◆ WHAT TO PRODUCE ◆
Rewrite every line of the rows below as one numbered list, omitting blank lines.

◆ Entries from a dataset ◆
-- -- --
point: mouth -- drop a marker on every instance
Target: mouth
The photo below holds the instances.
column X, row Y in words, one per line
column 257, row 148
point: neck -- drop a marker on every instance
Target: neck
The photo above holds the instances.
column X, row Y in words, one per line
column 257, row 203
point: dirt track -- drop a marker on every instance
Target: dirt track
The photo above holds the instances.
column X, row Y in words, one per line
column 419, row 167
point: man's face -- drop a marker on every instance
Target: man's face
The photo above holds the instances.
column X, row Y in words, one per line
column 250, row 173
-- -- --
◆ REPLY ◆
1. point: mouth -- drop a marker on every instance
2. Target: mouth
3. The photo below holds the instances.
4. column X, row Y in words, one per line
5. column 257, row 148
6. point: neck -- drop a marker on every instance
7. Target: neck
8. The photo above holds the instances.
9. column X, row Y in words, one per line
10. column 257, row 203
11. point: dirt track -- drop a marker on every instance
12. Target: dirt track
13. The photo above holds the instances.
14. column X, row Y in words, one per line
15. column 419, row 167
16. point: man's face -- drop a marker on every instance
17. Target: man's face
18. The photo above holds the instances.
19. column X, row Y in words, one per line
20. column 250, row 173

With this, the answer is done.